◆ WORK INSTRUCTION ◆
State how many lines in the rows below contain the word "when". Give only the number.

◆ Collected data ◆

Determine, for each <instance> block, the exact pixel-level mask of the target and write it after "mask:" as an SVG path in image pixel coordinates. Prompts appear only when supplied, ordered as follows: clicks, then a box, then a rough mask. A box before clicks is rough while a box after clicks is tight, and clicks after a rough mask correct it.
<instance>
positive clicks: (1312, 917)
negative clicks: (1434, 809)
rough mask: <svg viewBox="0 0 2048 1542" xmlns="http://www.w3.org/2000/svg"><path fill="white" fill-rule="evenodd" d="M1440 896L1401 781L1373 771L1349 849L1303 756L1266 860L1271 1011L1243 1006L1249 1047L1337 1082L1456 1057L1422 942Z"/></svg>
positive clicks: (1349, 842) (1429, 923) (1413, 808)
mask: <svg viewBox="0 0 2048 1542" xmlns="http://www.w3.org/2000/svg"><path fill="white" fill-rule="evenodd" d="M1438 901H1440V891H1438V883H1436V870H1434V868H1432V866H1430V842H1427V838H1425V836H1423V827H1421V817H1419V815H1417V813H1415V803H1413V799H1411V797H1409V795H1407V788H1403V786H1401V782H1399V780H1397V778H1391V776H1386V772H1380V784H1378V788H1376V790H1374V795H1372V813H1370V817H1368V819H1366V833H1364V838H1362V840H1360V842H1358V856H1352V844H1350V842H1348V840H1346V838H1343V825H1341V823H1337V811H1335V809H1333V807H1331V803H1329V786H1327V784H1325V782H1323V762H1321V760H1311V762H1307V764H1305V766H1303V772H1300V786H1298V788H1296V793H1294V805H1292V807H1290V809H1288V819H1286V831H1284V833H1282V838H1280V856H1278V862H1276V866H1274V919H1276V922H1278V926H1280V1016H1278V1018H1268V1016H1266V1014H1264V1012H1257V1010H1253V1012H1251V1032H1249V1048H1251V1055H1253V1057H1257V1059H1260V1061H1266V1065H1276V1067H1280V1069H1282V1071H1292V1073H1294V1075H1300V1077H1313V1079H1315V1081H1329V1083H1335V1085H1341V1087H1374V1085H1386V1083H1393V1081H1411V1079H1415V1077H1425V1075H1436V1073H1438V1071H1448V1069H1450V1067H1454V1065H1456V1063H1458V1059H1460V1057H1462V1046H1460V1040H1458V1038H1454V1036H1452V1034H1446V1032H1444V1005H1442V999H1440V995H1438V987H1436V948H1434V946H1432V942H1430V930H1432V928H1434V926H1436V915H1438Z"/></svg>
* * *
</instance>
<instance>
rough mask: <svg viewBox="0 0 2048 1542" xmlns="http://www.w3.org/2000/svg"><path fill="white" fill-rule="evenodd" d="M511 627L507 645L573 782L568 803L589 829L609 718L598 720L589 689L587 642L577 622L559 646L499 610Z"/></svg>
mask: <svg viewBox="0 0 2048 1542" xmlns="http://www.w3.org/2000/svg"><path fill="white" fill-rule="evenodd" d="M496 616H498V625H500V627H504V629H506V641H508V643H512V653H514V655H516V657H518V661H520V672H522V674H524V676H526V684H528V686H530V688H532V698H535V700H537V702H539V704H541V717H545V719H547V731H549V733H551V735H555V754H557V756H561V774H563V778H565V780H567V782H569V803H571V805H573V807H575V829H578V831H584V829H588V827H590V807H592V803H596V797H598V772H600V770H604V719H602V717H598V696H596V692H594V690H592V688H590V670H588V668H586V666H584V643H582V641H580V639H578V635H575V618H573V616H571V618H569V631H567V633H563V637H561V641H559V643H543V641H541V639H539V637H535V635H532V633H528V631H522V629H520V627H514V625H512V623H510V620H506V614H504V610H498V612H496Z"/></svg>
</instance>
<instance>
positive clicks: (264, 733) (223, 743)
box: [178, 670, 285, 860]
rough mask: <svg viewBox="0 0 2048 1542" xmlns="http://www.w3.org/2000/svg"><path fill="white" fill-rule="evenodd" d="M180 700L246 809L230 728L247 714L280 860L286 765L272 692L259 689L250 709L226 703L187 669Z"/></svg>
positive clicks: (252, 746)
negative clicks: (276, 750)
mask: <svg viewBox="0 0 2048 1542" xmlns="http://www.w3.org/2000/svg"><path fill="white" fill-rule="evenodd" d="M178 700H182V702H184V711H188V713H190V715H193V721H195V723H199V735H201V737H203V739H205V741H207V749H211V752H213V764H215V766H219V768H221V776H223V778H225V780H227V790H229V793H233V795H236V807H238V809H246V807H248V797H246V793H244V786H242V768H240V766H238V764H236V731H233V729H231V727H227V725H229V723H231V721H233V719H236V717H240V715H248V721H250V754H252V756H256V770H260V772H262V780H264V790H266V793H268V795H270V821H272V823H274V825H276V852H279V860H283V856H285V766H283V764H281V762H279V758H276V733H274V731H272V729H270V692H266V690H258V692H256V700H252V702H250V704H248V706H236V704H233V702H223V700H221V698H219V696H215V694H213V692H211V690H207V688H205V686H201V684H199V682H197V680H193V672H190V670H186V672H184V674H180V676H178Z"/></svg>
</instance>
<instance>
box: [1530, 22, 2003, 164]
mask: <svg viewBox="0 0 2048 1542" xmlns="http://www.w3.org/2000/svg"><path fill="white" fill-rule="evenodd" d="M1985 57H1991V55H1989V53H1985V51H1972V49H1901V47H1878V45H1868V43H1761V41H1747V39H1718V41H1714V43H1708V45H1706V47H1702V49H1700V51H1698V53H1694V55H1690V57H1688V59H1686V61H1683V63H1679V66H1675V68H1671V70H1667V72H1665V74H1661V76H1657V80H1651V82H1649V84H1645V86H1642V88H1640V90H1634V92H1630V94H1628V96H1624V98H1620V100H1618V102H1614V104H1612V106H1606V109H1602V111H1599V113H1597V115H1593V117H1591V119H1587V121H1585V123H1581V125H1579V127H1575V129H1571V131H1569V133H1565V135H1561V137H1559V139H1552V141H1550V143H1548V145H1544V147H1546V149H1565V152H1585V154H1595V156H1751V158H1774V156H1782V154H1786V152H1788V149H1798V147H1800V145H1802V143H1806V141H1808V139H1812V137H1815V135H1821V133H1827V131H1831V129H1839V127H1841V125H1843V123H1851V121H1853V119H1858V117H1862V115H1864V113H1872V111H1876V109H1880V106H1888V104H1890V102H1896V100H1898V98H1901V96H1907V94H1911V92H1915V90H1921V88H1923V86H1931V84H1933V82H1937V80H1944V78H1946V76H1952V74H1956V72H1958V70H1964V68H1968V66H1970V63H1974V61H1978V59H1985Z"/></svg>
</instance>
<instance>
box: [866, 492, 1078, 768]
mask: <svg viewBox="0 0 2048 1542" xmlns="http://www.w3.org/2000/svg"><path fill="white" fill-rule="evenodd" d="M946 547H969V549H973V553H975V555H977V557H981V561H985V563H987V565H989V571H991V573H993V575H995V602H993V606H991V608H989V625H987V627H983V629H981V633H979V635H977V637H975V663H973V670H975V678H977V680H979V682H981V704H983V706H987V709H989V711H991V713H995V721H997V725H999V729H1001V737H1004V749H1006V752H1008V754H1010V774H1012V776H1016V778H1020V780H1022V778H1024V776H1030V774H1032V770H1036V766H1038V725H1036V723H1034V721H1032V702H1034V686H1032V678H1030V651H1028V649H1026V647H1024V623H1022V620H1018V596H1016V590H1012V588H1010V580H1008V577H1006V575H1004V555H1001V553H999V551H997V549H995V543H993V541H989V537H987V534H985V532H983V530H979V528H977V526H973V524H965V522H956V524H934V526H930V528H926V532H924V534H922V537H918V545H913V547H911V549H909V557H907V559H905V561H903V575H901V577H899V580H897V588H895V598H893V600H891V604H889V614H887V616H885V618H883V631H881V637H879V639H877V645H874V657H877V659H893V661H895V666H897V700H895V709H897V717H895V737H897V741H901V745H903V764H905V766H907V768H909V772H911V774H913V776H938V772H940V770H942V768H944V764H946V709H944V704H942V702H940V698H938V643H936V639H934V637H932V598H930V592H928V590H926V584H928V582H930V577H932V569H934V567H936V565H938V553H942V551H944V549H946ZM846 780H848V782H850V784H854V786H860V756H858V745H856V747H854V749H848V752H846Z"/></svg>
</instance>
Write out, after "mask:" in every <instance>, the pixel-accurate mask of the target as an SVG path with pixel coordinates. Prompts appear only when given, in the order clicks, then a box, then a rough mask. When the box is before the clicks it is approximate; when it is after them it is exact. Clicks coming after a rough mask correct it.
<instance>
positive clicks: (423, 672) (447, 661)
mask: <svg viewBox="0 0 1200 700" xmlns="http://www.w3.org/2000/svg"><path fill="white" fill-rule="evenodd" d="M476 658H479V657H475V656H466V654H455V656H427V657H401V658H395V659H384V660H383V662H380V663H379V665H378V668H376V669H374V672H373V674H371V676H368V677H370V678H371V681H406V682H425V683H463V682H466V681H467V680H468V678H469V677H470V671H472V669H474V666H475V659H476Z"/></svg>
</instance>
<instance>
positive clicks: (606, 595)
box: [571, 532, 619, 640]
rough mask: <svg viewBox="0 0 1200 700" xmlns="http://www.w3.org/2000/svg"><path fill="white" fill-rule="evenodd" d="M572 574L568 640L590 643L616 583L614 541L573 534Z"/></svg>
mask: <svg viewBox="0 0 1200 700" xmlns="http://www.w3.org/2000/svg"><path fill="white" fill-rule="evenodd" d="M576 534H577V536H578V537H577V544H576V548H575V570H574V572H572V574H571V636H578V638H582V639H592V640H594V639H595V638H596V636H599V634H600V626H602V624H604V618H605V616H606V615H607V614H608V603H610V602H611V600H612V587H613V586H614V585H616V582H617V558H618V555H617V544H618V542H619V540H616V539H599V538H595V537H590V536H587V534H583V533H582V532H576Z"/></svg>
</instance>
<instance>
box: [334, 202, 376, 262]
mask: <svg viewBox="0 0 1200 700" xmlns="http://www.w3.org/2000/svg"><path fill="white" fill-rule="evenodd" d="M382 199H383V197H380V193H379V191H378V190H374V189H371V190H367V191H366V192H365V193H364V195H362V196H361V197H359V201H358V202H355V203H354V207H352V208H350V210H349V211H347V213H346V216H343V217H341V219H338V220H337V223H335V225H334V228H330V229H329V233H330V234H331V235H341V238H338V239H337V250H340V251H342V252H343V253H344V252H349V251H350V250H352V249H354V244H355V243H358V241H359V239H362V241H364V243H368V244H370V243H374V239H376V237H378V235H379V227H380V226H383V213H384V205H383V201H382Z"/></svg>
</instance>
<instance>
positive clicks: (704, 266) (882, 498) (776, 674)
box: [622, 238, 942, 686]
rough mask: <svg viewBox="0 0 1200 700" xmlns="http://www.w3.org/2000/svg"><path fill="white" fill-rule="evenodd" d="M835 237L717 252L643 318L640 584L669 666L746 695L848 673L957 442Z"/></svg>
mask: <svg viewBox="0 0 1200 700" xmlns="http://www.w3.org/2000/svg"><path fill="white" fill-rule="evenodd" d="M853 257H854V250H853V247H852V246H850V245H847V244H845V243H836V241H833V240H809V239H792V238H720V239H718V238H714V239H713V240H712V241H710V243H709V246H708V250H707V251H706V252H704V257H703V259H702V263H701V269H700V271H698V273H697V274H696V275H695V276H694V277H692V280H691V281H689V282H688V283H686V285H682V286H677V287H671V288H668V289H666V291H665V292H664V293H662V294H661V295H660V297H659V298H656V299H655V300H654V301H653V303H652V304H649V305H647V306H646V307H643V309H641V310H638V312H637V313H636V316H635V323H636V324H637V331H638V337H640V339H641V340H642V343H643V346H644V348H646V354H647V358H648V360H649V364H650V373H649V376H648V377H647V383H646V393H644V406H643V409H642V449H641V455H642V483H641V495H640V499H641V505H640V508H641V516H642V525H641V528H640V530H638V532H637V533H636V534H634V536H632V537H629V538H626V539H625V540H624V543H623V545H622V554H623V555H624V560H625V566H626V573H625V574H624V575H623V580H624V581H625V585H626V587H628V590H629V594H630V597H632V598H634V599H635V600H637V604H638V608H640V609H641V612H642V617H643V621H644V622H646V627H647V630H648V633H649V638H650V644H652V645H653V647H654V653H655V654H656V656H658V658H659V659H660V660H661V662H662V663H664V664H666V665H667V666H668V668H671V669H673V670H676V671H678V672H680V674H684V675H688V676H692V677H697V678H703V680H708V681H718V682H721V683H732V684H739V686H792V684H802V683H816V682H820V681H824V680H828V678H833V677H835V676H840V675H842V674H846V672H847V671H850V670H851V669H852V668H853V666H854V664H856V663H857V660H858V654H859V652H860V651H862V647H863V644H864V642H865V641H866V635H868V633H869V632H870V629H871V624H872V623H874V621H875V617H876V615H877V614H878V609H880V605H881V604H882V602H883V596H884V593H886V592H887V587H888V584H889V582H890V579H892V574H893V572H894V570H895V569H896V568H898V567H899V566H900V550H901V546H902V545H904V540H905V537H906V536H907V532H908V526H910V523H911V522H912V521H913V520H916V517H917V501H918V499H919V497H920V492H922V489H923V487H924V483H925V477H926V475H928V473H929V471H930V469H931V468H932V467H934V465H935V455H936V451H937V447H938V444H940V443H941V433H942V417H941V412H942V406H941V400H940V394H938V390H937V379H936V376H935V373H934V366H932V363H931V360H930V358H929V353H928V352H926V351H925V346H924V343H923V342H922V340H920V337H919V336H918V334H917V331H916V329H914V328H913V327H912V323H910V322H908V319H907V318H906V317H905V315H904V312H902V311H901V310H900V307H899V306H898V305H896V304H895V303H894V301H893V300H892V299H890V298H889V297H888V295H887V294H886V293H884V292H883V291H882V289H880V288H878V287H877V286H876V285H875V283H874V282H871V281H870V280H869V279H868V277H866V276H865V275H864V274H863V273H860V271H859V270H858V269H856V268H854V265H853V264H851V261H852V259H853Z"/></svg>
* * *
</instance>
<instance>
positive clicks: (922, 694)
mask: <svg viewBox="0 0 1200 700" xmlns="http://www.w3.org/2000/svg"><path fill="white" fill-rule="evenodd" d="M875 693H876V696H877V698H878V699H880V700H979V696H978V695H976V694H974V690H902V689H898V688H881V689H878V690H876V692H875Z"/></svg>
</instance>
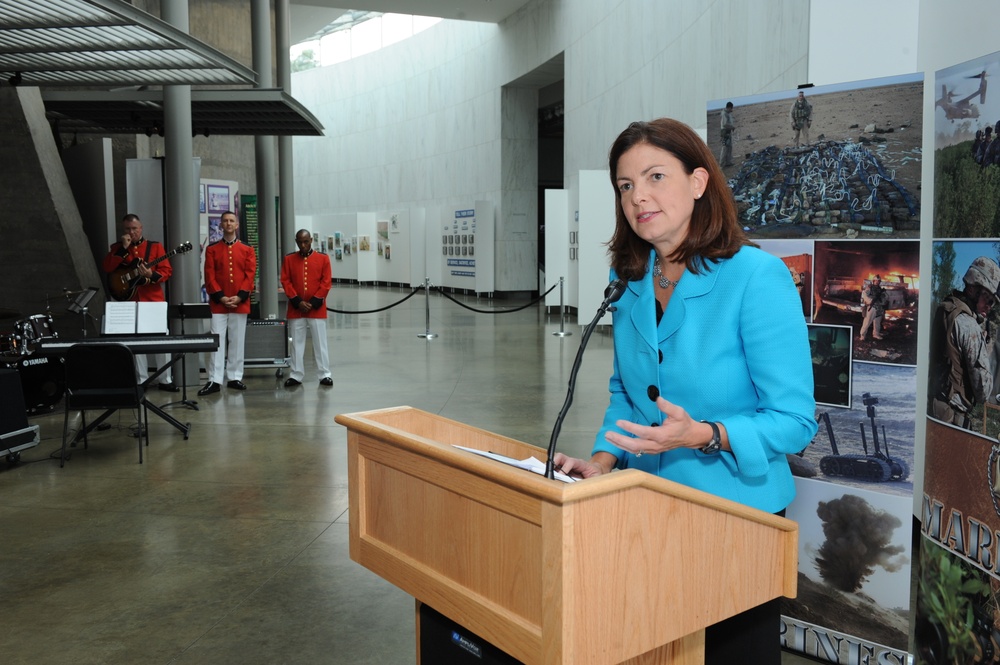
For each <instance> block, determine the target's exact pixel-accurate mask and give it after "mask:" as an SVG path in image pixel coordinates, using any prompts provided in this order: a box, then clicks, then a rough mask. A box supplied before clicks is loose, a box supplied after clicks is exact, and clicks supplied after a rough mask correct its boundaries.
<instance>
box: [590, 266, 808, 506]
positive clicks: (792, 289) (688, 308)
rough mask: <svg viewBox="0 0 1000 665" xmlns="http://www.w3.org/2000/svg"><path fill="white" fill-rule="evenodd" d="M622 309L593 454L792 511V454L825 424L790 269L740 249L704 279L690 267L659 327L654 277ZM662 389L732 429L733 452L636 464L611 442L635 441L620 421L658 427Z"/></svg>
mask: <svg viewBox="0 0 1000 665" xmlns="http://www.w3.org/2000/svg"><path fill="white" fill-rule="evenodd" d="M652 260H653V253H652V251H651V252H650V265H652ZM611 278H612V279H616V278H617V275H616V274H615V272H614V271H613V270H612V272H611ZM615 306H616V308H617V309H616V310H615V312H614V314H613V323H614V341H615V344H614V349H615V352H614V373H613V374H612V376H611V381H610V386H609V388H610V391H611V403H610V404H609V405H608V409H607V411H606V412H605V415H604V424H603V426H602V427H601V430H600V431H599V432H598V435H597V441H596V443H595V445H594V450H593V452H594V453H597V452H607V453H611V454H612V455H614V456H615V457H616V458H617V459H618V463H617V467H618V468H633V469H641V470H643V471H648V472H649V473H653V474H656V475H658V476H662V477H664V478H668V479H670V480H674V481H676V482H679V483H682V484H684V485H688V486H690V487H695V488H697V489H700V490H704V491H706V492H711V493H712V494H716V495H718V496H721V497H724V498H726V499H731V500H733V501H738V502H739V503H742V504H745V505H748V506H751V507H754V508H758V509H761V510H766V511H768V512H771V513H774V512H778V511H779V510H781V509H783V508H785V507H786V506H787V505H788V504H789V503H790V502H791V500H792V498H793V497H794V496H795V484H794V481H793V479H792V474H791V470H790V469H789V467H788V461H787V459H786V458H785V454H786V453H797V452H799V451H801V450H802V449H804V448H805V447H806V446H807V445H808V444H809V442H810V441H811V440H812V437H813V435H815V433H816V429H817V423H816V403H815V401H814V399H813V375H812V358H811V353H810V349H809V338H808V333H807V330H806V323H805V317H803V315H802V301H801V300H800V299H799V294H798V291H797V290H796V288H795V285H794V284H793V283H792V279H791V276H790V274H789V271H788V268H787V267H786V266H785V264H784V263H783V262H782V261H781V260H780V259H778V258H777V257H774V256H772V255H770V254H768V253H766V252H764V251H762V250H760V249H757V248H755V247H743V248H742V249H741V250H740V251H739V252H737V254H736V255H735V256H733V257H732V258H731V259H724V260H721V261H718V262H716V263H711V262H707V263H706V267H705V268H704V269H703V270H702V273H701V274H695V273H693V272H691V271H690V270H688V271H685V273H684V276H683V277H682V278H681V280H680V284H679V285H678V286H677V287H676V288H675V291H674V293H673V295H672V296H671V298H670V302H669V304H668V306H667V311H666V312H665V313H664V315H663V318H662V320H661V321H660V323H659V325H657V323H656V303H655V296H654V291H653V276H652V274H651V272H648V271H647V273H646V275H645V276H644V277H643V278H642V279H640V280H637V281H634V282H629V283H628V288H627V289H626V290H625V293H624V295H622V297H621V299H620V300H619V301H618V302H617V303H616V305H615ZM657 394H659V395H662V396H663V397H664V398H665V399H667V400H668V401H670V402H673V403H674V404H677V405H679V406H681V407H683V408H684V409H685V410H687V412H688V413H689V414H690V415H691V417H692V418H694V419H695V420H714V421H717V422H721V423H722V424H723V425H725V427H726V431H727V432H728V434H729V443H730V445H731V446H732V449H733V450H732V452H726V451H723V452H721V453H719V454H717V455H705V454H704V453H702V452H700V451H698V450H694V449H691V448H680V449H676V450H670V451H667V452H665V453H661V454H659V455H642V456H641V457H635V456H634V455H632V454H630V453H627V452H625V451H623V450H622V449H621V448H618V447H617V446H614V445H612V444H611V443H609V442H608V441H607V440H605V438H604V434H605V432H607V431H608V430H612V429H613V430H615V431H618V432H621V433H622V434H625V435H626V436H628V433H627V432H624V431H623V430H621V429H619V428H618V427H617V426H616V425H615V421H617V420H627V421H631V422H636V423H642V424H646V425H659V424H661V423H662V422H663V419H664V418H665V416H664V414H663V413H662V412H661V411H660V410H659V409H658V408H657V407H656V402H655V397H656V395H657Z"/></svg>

◆ RESPONSE ◆
2